Format the stretch of the listing from the line containing "object=lamp post" through the end of the listing, both included, as a JSON list of strings with one string per line and no blank lines. Omit the pictures from your answer.

* BEGIN SOURCE MATERIAL *

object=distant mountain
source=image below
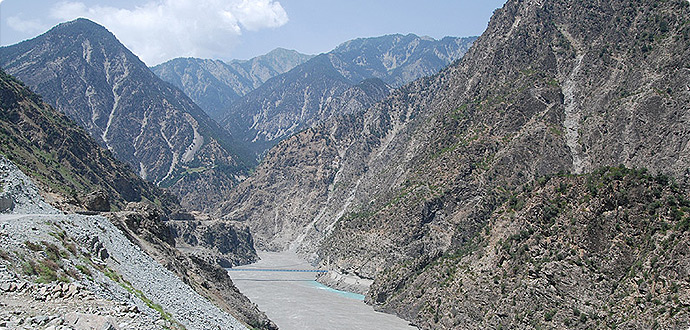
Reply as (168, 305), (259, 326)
(221, 34), (476, 154)
(219, 0), (690, 329)
(151, 48), (313, 119)
(0, 19), (253, 209)
(0, 70), (177, 210)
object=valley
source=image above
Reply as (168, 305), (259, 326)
(0, 0), (690, 330)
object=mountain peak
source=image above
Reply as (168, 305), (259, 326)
(45, 17), (115, 38)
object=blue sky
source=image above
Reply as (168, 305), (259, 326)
(0, 0), (505, 65)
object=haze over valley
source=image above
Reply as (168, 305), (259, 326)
(0, 0), (690, 329)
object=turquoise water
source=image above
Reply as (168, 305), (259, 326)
(309, 281), (364, 301)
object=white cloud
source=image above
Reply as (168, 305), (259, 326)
(51, 0), (288, 65)
(7, 16), (48, 34)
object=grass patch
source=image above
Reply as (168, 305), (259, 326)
(103, 267), (185, 329)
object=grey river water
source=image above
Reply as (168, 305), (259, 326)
(229, 252), (417, 330)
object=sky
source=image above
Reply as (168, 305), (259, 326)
(0, 0), (505, 66)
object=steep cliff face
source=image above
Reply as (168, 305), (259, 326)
(221, 0), (690, 328)
(0, 70), (276, 329)
(0, 70), (177, 210)
(0, 19), (253, 208)
(151, 48), (313, 120)
(221, 34), (475, 154)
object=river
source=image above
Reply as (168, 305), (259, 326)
(229, 252), (417, 330)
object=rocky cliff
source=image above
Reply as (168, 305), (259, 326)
(0, 19), (251, 209)
(221, 0), (690, 328)
(0, 70), (275, 329)
(151, 48), (313, 120)
(0, 70), (179, 211)
(0, 156), (254, 329)
(221, 34), (475, 154)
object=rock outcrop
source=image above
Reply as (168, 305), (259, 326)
(221, 34), (475, 155)
(0, 19), (253, 209)
(151, 48), (313, 120)
(0, 70), (179, 211)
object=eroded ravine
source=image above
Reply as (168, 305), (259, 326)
(229, 252), (416, 330)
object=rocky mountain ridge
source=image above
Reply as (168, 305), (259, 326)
(0, 70), (179, 212)
(220, 0), (690, 328)
(0, 70), (275, 329)
(221, 34), (475, 155)
(151, 48), (313, 120)
(0, 19), (252, 209)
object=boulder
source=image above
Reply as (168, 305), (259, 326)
(83, 191), (110, 212)
(0, 194), (14, 213)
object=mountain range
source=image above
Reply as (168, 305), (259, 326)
(153, 34), (475, 157)
(151, 48), (313, 120)
(0, 19), (253, 209)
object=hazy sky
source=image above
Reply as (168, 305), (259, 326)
(0, 0), (505, 65)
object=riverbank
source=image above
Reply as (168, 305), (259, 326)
(229, 252), (416, 330)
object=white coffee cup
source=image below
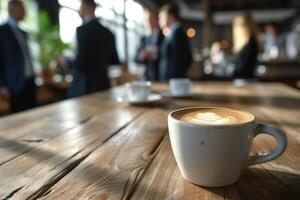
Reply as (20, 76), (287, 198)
(126, 81), (151, 102)
(170, 78), (192, 96)
(168, 107), (287, 187)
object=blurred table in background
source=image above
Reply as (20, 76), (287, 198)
(0, 82), (300, 200)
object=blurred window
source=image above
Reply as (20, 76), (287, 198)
(59, 0), (145, 68)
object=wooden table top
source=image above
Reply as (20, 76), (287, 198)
(0, 82), (300, 200)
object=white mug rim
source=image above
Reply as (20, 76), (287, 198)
(168, 107), (255, 128)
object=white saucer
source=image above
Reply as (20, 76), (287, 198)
(116, 94), (162, 105)
(128, 94), (161, 105)
(160, 91), (195, 98)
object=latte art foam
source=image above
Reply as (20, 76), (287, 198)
(180, 109), (251, 125)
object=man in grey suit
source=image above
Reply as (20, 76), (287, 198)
(159, 5), (192, 81)
(59, 0), (120, 97)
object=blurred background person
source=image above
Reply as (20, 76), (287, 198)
(204, 41), (232, 77)
(0, 0), (37, 112)
(263, 24), (279, 59)
(285, 24), (300, 60)
(233, 12), (259, 79)
(58, 0), (120, 98)
(135, 10), (164, 81)
(159, 5), (192, 81)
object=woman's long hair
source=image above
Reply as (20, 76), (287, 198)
(232, 12), (259, 53)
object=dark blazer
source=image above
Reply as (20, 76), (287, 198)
(68, 18), (120, 97)
(135, 30), (164, 81)
(159, 26), (192, 81)
(234, 37), (259, 79)
(0, 24), (27, 94)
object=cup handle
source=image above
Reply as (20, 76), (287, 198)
(248, 123), (287, 166)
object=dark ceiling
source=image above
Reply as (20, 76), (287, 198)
(150, 0), (300, 11)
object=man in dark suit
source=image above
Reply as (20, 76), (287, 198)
(159, 5), (192, 81)
(59, 0), (119, 97)
(0, 0), (36, 112)
(135, 10), (164, 81)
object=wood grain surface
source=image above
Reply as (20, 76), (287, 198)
(0, 82), (300, 200)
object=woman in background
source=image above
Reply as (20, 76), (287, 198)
(233, 12), (259, 79)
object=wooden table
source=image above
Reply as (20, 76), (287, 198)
(0, 82), (300, 200)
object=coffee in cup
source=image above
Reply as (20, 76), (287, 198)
(168, 107), (287, 187)
(170, 78), (192, 96)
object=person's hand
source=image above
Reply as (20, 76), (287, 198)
(0, 87), (11, 99)
(57, 56), (67, 66)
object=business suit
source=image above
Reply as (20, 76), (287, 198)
(68, 18), (120, 97)
(159, 25), (192, 81)
(0, 22), (36, 112)
(135, 30), (164, 81)
(234, 37), (259, 79)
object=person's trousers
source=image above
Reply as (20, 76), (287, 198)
(10, 78), (37, 113)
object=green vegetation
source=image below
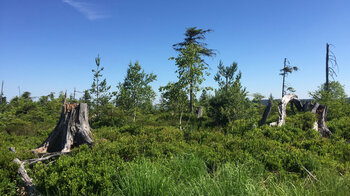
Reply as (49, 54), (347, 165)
(0, 28), (350, 195)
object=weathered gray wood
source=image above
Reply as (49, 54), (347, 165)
(270, 94), (332, 137)
(33, 103), (93, 153)
(311, 103), (332, 137)
(278, 94), (298, 127)
(13, 158), (39, 195)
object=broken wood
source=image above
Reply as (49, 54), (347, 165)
(270, 94), (332, 137)
(311, 103), (332, 137)
(33, 103), (94, 153)
(13, 158), (39, 195)
(9, 147), (64, 196)
(278, 94), (298, 127)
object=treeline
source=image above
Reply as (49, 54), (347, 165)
(0, 28), (350, 195)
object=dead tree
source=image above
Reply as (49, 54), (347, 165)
(259, 97), (273, 126)
(270, 94), (332, 137)
(33, 103), (93, 153)
(325, 43), (338, 91)
(278, 94), (298, 127)
(311, 103), (332, 137)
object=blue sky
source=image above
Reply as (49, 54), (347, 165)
(0, 0), (350, 98)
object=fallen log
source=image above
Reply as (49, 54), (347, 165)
(13, 158), (39, 196)
(33, 103), (94, 154)
(9, 147), (64, 196)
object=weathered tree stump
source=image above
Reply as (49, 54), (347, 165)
(33, 103), (93, 153)
(270, 94), (332, 137)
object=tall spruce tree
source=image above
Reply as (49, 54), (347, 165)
(173, 27), (216, 113)
(175, 44), (208, 113)
(90, 55), (111, 117)
(115, 61), (157, 122)
(280, 58), (298, 97)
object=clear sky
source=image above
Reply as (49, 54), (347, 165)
(0, 0), (350, 98)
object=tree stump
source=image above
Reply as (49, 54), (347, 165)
(270, 94), (332, 137)
(33, 103), (94, 153)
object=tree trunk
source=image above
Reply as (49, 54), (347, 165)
(190, 84), (193, 113)
(282, 58), (287, 98)
(270, 94), (332, 137)
(13, 158), (39, 196)
(197, 106), (203, 118)
(326, 43), (329, 91)
(278, 94), (298, 127)
(311, 103), (332, 137)
(259, 99), (273, 126)
(33, 103), (94, 153)
(179, 108), (183, 130)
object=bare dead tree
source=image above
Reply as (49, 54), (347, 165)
(325, 43), (339, 91)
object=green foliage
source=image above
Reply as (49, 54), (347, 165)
(309, 81), (350, 120)
(280, 58), (299, 97)
(89, 55), (111, 120)
(175, 43), (208, 112)
(173, 27), (215, 57)
(208, 63), (250, 126)
(115, 61), (157, 122)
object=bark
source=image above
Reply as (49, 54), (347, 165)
(282, 58), (287, 97)
(197, 106), (203, 118)
(33, 103), (94, 153)
(270, 94), (332, 137)
(326, 43), (329, 91)
(190, 84), (193, 113)
(311, 103), (332, 137)
(259, 99), (273, 126)
(10, 147), (63, 196)
(278, 94), (298, 127)
(13, 158), (39, 195)
(179, 109), (183, 130)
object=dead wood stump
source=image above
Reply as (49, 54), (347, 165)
(270, 94), (332, 137)
(33, 103), (94, 153)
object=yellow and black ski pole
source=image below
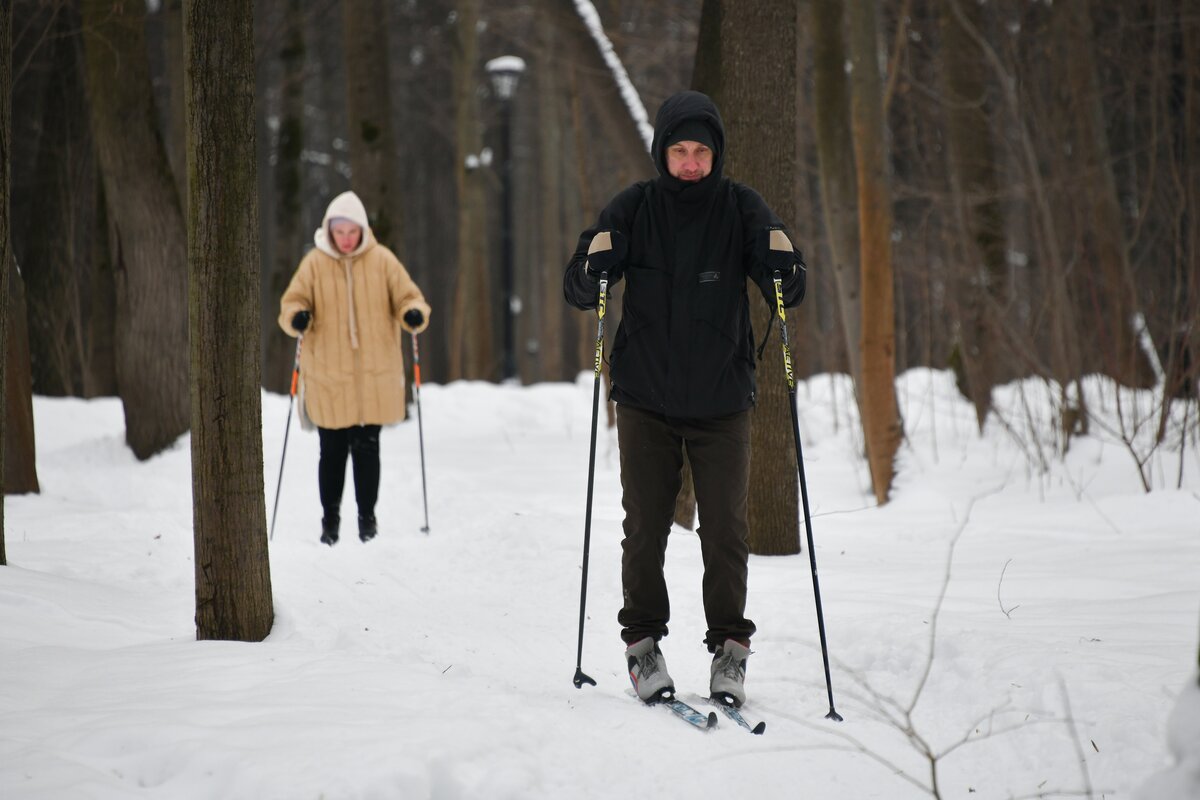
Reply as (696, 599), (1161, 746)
(774, 270), (842, 722)
(268, 333), (304, 540)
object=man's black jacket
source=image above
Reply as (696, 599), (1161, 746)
(563, 92), (805, 419)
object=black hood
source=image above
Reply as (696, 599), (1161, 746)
(650, 91), (725, 182)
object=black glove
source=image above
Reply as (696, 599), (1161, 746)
(583, 230), (629, 283)
(755, 228), (796, 281)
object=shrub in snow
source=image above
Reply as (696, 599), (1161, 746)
(1138, 674), (1200, 800)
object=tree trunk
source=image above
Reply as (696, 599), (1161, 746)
(12, 1), (103, 396)
(0, 257), (41, 494)
(449, 0), (489, 380)
(695, 0), (800, 555)
(941, 0), (1008, 432)
(80, 0), (188, 459)
(846, 2), (901, 505)
(0, 2), (12, 566)
(1055, 2), (1154, 389)
(342, 0), (403, 250)
(263, 0), (307, 393)
(184, 0), (274, 642)
(810, 0), (863, 388)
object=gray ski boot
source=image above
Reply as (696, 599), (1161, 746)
(708, 639), (750, 708)
(625, 637), (674, 703)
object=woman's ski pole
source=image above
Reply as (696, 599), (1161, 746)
(412, 333), (430, 534)
(574, 272), (608, 688)
(268, 333), (304, 540)
(774, 270), (842, 722)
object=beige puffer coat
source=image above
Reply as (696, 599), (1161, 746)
(280, 192), (430, 428)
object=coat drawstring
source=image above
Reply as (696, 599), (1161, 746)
(342, 258), (359, 350)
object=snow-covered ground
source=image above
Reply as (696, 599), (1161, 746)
(0, 371), (1200, 800)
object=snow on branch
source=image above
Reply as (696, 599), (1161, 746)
(575, 0), (654, 152)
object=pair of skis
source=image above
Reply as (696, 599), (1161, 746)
(649, 694), (767, 734)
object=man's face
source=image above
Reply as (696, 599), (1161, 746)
(667, 140), (713, 182)
(329, 222), (362, 253)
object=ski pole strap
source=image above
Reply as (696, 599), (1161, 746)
(595, 272), (608, 378)
(412, 333), (421, 389)
(763, 270), (796, 392)
(292, 333), (304, 397)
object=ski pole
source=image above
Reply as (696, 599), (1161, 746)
(412, 333), (430, 534)
(572, 272), (608, 688)
(266, 333), (304, 541)
(774, 270), (842, 722)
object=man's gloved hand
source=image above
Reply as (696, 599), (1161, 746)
(755, 228), (796, 281)
(583, 230), (629, 283)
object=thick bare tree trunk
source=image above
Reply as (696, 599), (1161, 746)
(696, 0), (800, 555)
(941, 2), (1007, 431)
(262, 0), (307, 393)
(846, 2), (901, 505)
(342, 0), (403, 250)
(0, 2), (12, 566)
(184, 0), (275, 642)
(80, 0), (188, 459)
(811, 0), (863, 386)
(161, 0), (187, 210)
(532, 0), (568, 380)
(449, 0), (489, 380)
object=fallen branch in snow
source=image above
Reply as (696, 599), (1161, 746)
(996, 559), (1021, 619)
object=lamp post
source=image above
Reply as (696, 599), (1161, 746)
(485, 55), (524, 380)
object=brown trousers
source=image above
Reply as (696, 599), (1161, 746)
(617, 405), (755, 651)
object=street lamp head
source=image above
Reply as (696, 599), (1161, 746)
(484, 55), (524, 101)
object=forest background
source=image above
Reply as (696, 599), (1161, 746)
(0, 0), (1200, 628)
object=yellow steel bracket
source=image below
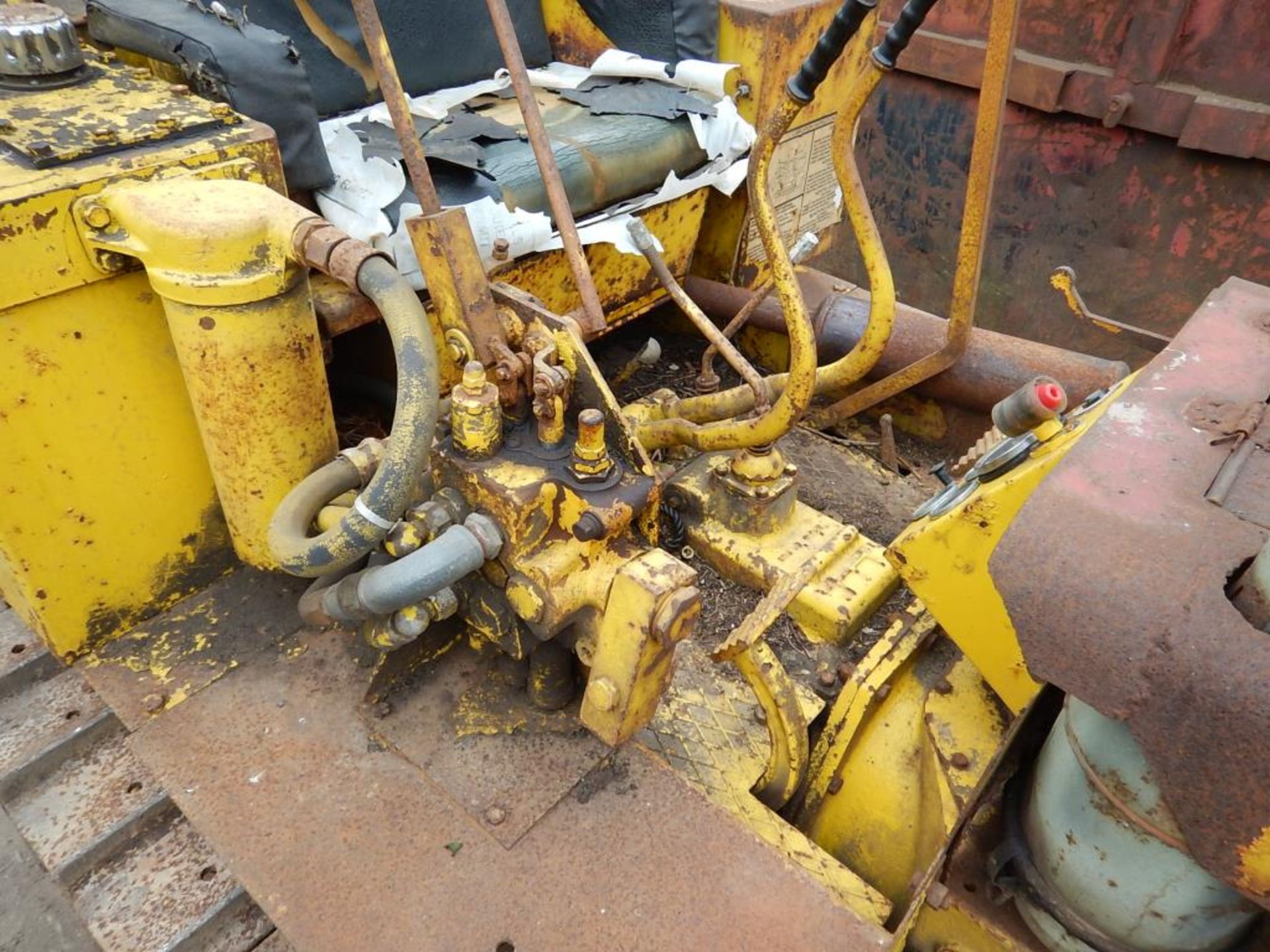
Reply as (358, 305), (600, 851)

* END SOURCE MATERIAL *

**THE RESPONSE**
[
  "object=lamp post",
  "source=image above",
  "Reply as (696, 599), (1161, 746)",
  "(485, 55), (524, 380)",
  "object=brown trousers",
  "source=image above",
  "Reply as (696, 599), (1161, 746)",
  "(617, 405), (755, 651)",
  "object=street lamp head",
  "source=image above",
  "Reply as (696, 599), (1161, 746)",
  "(484, 55), (524, 101)",
  "object=forest background",
  "source=image above",
  "Reply as (696, 599), (1161, 746)",
  "(0, 0), (1200, 628)",
  "object=yellow steel bracket",
  "source=image below",
  "Reply as (358, 305), (600, 851)"
]